Job — Collect every line in the items below that contains the word "outline" and copy each of those lines in full.

Stored data —

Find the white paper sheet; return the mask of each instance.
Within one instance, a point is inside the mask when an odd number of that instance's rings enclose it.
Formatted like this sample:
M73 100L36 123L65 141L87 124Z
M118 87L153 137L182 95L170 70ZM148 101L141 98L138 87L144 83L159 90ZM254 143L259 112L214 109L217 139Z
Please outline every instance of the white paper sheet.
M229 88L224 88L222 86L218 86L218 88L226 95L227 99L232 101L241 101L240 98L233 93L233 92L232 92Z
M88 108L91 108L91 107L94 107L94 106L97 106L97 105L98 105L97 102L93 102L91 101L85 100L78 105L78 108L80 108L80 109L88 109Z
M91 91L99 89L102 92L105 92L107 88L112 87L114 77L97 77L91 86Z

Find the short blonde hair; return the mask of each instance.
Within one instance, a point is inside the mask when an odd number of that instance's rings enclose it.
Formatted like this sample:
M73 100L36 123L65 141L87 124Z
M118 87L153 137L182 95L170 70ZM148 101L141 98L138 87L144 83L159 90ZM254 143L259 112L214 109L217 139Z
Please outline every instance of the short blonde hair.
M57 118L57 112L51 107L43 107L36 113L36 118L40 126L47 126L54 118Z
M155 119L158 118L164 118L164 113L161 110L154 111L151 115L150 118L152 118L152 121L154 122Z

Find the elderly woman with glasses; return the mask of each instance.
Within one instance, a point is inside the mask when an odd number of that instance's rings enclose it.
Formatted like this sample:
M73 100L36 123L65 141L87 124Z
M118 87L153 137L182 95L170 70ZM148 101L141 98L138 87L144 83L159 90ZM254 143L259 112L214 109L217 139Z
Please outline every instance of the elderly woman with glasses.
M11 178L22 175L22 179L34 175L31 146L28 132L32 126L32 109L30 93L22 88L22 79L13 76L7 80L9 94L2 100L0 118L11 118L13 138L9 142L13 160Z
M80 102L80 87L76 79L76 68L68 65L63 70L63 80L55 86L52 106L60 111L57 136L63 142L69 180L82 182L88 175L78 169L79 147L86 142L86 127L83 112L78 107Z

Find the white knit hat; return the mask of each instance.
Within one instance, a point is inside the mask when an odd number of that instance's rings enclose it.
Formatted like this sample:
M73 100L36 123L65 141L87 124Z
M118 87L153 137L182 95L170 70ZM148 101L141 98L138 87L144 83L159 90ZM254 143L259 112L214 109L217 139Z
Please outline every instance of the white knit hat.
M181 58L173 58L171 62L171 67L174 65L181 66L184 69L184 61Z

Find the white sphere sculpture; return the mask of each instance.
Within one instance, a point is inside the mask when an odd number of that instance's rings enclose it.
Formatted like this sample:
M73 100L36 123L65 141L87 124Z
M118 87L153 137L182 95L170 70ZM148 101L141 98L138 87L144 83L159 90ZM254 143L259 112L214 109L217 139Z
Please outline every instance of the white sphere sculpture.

Correct response —
Please outline every instance of the white paper sheet.
Please outline every instance of the short blonde hair.
Please outline every instance of the elderly woman with glasses.
Please outline every instance of the white knit hat.
Please outline every instance of the white sphere sculpture.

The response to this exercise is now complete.